• DESCRIPTION OF THE TASK: Convert the items from the first line through the line containing "465 133 L 464" into a numbered list, skipping blank lines.

• EXTRACTED RECORDS:

/---

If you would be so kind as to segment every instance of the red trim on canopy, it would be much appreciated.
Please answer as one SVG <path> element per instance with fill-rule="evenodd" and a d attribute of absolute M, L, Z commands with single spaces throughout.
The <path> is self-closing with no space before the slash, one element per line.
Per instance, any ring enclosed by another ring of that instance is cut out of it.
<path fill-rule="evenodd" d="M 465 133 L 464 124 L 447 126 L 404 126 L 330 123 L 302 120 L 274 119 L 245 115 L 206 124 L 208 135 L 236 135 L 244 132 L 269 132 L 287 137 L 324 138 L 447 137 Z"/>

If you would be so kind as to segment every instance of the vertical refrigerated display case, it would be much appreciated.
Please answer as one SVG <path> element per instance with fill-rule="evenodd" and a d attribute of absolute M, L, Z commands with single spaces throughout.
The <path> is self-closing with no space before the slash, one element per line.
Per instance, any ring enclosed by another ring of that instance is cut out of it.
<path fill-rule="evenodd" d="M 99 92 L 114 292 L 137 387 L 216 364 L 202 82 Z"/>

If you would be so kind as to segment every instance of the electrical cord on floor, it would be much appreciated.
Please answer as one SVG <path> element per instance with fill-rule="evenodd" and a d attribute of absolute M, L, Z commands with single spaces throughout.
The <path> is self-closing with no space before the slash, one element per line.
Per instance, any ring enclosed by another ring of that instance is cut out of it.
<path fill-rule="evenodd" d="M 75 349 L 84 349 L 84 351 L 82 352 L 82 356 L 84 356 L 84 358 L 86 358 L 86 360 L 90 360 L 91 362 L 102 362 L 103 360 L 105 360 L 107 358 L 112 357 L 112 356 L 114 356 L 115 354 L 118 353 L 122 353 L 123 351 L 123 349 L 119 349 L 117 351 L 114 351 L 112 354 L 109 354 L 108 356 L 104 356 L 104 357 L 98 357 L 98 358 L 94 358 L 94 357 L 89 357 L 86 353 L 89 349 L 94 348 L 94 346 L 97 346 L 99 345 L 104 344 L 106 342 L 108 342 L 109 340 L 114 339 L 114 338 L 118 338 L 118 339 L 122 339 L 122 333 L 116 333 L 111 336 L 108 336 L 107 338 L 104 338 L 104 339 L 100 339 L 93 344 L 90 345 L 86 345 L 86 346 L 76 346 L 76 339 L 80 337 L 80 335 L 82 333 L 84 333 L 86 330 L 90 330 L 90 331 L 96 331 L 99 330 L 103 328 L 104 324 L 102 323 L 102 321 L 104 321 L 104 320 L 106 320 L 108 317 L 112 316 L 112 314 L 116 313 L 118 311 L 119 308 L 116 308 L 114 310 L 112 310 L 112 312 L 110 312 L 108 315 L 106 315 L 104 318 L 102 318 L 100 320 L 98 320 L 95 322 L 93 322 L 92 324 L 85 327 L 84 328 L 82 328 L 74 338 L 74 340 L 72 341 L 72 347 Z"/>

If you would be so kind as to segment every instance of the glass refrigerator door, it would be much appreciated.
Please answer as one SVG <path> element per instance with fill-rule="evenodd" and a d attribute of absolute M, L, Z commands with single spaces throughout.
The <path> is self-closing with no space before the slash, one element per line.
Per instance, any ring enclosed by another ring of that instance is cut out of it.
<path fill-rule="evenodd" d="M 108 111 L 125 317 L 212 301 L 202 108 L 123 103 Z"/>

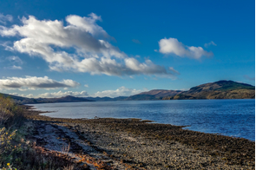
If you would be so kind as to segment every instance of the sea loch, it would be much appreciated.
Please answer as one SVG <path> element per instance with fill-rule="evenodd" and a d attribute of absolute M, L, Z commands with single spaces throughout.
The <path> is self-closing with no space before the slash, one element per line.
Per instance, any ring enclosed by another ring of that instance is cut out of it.
<path fill-rule="evenodd" d="M 255 100 L 125 101 L 33 105 L 56 118 L 141 118 L 255 141 Z"/>

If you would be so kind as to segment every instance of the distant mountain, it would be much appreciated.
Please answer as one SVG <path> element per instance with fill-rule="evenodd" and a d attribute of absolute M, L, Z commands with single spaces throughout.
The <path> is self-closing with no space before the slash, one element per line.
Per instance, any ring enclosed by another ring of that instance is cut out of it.
<path fill-rule="evenodd" d="M 174 96 L 163 100 L 182 99 L 253 99 L 255 98 L 255 87 L 233 81 L 219 81 L 191 88 Z"/>
<path fill-rule="evenodd" d="M 19 104 L 35 104 L 49 102 L 81 102 L 107 101 L 146 101 L 146 100 L 182 100 L 182 99 L 253 99 L 255 87 L 250 84 L 233 81 L 219 81 L 191 88 L 188 91 L 153 89 L 131 96 L 110 97 L 74 97 L 68 95 L 60 98 L 27 98 L 7 94 Z"/>
<path fill-rule="evenodd" d="M 6 97 L 12 98 L 18 104 L 36 104 L 36 103 L 52 103 L 52 102 L 82 102 L 82 101 L 94 101 L 83 97 L 74 97 L 71 95 L 67 95 L 65 97 L 60 98 L 27 98 L 20 97 L 16 95 L 11 95 L 7 94 L 1 94 Z"/>
<path fill-rule="evenodd" d="M 128 97 L 126 101 L 161 100 L 167 96 L 174 96 L 181 92 L 181 90 L 153 89 L 131 95 Z"/>

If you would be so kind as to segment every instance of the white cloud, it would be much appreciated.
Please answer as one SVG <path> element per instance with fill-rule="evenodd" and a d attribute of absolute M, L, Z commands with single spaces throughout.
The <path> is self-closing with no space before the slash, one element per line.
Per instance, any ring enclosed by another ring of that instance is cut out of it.
<path fill-rule="evenodd" d="M 159 52 L 162 54 L 174 54 L 181 57 L 191 57 L 194 59 L 200 59 L 203 56 L 210 56 L 213 54 L 204 50 L 201 47 L 185 46 L 181 42 L 179 42 L 176 38 L 164 38 L 160 40 Z"/>
<path fill-rule="evenodd" d="M 164 66 L 156 65 L 148 59 L 140 62 L 111 45 L 107 42 L 111 37 L 96 23 L 96 21 L 102 21 L 101 16 L 94 13 L 88 17 L 68 16 L 67 26 L 62 21 L 37 20 L 33 16 L 23 17 L 21 21 L 21 26 L 0 26 L 2 36 L 21 38 L 13 46 L 4 44 L 5 49 L 38 56 L 49 63 L 52 70 L 117 76 L 174 76 Z M 69 49 L 75 52 L 69 53 Z"/>
<path fill-rule="evenodd" d="M 211 41 L 208 43 L 205 43 L 205 48 L 208 48 L 210 45 L 217 46 L 216 43 L 214 43 L 214 42 Z"/>
<path fill-rule="evenodd" d="M 11 62 L 16 62 L 18 64 L 23 64 L 23 62 L 18 57 L 18 56 L 8 56 L 6 57 L 6 60 Z"/>
<path fill-rule="evenodd" d="M 132 42 L 135 43 L 141 44 L 141 42 L 139 40 L 132 39 Z"/>
<path fill-rule="evenodd" d="M 55 89 L 59 88 L 75 88 L 80 84 L 72 80 L 62 80 L 57 82 L 52 79 L 36 76 L 25 76 L 22 77 L 7 77 L 0 79 L 0 88 L 2 89 L 19 89 L 24 91 L 27 89 Z"/>
<path fill-rule="evenodd" d="M 6 24 L 6 22 L 12 22 L 12 16 L 10 15 L 6 15 L 4 16 L 3 14 L 0 13 L 0 23 Z"/>
<path fill-rule="evenodd" d="M 7 67 L 7 68 L 4 68 L 4 69 L 23 69 L 23 68 L 21 66 L 16 66 L 16 65 L 13 65 L 11 67 Z"/>
<path fill-rule="evenodd" d="M 118 97 L 118 96 L 130 96 L 143 91 L 147 91 L 147 89 L 141 90 L 141 89 L 132 89 L 125 88 L 124 86 L 115 89 L 115 90 L 104 90 L 104 91 L 98 91 L 91 95 L 92 97 Z"/>

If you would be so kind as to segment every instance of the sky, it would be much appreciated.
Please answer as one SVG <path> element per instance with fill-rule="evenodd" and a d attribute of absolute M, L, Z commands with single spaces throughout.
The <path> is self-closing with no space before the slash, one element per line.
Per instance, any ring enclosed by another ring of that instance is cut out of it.
<path fill-rule="evenodd" d="M 0 0 L 0 93 L 116 97 L 255 85 L 255 2 Z"/>

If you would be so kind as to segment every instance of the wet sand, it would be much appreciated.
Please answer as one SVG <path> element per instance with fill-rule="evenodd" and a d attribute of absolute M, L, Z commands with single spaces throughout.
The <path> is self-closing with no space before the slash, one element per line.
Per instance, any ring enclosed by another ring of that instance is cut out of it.
<path fill-rule="evenodd" d="M 60 119 L 39 114 L 27 109 L 30 137 L 43 150 L 67 154 L 83 169 L 255 168 L 255 142 L 246 139 L 139 119 Z"/>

\---

• EXERCISE ANSWER:
1. If you would be so kind as to segment every instance of the red trim on canopy, it would be much appreciated.
2. Please answer as one SVG <path> element per instance with fill-rule="evenodd" and a d attribute of absolute M, L, Z commands with single spaces throughout.
3. The <path> is self-closing with no space before the slash, one element per line.
4. Per instance, any ring enclosed by another ring of that instance is cut out of it.
5. <path fill-rule="evenodd" d="M 465 133 L 464 124 L 447 126 L 404 126 L 330 123 L 302 120 L 274 119 L 245 115 L 206 124 L 208 135 L 236 135 L 244 132 L 269 132 L 287 137 L 324 138 L 447 137 Z"/>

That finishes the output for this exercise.